[À faire]
A) Dans le texte sur l'ouvreuse, de quoi est rempli le panier d'osier qu'elle porte ?
B) Veuillez poursuivre le texte sur l'ouvreuse à partir de sa dernière phrase.

[Texte fourni]

-----

Edward Hopper - New York Movie - 1939
Celle de Hopper, dans sa tenue bleue électrique, semble attendre le client - rare - qui va descendre dans la salle obscure. La première partie est déjà commencée...
La caméra s'approche : Gros plan sur l'ouvreuse !
Prochaine séance, lundi !
Devoir de la semaine.
Bonbons ! Caramel! Esquimau !Chocolat !
"Un jour de la Martinique nique nique beau pays
Une fille sympathique tique tique vint ici
Avec le charme et la grâce des filles de là bas
Elle se fit une petite place comme ouvreuse au cinéma!"
Et voilà ! Merci Lakévio ! Depuis hier cette chanson me trotte dans la tête !
Peut-être que si je m'acquitte de mon devoir , elle cessera de m'obséder.!
L'ouvreuse.
La sangle autour de mon cou retient le panier d'osier rempli de bonbons et esquimaux et les enfants se pressent autour de moi. Ils savent bien que je vais passer en bout de chaque rangée de fauteuils, mais lorsqu'il y a foule comme aujourd'hui beaucoup ne veulent pas attendre que je remonte l'allée centrale.
J'aime bien cette agitation. D'ailleurs j 'aime bien les enfants en général...J'aime bien ce travail aussi et l'instant de l'entr'acte. en particulier .
Quand le petit groupe autour de moi s'est dissipé, je sers les spectateurs qui sont sagement restés assis à m'attendre...enfin...à attendre ma marchandise!

-----

[Section des données]
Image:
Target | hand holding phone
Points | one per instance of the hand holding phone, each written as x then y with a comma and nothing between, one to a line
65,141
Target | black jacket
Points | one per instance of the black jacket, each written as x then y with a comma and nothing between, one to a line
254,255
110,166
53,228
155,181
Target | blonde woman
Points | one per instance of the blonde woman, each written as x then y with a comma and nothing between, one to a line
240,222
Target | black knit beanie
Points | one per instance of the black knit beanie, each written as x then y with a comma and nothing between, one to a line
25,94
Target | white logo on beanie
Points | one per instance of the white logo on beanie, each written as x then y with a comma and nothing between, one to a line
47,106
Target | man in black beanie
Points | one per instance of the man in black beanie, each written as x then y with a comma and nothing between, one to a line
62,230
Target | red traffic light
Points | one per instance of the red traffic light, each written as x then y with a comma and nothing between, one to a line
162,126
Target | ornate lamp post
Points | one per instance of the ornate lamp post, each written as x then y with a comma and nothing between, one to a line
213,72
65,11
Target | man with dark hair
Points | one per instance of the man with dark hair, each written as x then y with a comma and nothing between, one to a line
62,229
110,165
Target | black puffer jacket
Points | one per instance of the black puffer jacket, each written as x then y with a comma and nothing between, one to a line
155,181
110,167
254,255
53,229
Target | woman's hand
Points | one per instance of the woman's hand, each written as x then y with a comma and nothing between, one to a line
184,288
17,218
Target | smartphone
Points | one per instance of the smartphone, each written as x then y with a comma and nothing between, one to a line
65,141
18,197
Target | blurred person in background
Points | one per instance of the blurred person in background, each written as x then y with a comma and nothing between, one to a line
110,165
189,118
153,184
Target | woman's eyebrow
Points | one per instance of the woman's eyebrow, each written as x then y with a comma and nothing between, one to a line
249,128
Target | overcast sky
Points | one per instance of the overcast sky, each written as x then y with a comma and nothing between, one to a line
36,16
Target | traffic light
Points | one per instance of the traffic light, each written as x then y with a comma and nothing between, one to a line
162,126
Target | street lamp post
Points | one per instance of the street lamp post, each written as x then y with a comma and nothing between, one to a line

-----

[Réponses données]
A) De bonbons et d'esquimaux.

B)
Les enfants s'agitent sur leurs siègent : ils ont dû rester immobiles durant l'obscurité , ils ont des fourmis dans les jambes, ils en profitent avant que les lumières ne s'éteignent de nouveau. Les personnes âgées prennent souvent un esquimau ...rarement des caramels (ça colle aux dents ...alors ...) .
Je n'ai aucune peine à leur offrir mon sourire que l'on dit " éclatant"... je suis venue de ma Guadeloupe natale espérant que la métropole était vraiment le pays merveilleux dont ma mère me rabattait les oreilles.
C'est vrai..... sans doute ! Mais..... il faut croire que je ne sais pas l'apprécier à sa juste valeur ! L'hiver est trop long... je manque de soleil... de sources chaudes...de végétation luxuriante... de bestioles qui pullulent sans que les gens poussent des cris d'effroi dès qu'ils en voient une, je manque aussi et surtout d'amour !
Mon amour je l'ai laissé là-bas..... lui ne veux pas quitter son île. Que fait-il pendant que je suis ici ?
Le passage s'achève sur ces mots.